_Position annotation listing_
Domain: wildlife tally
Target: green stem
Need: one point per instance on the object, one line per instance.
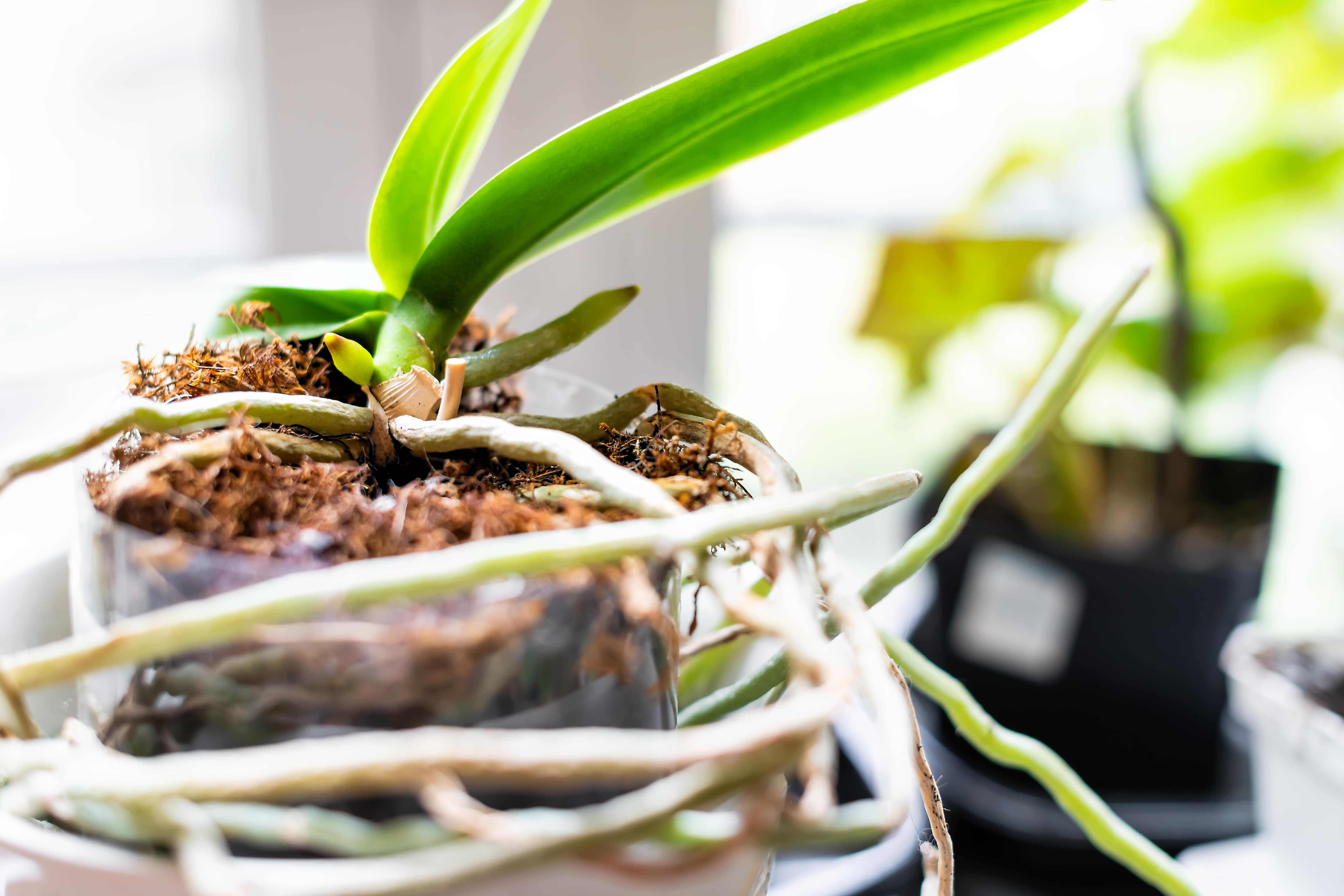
(318, 414)
(1103, 827)
(619, 414)
(549, 340)
(222, 619)
(679, 399)
(619, 486)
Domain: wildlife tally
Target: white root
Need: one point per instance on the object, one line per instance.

_OBJECTIVE_
Write out every line of the listing again, but multiply each point coordinate by 0.35 and round to whole numbers, with halves rounding up. Leave the pictures out.

_COMPLETED TASK_
Domain: wildlife tally
Target: green stem
Need: one point per instance on the object, one line per instance.
(111, 145)
(386, 289)
(217, 145)
(192, 119)
(78, 217)
(238, 140)
(217, 170)
Domain: wildlife tally
Target: white root
Need: one point per instance on the object, one line per instance.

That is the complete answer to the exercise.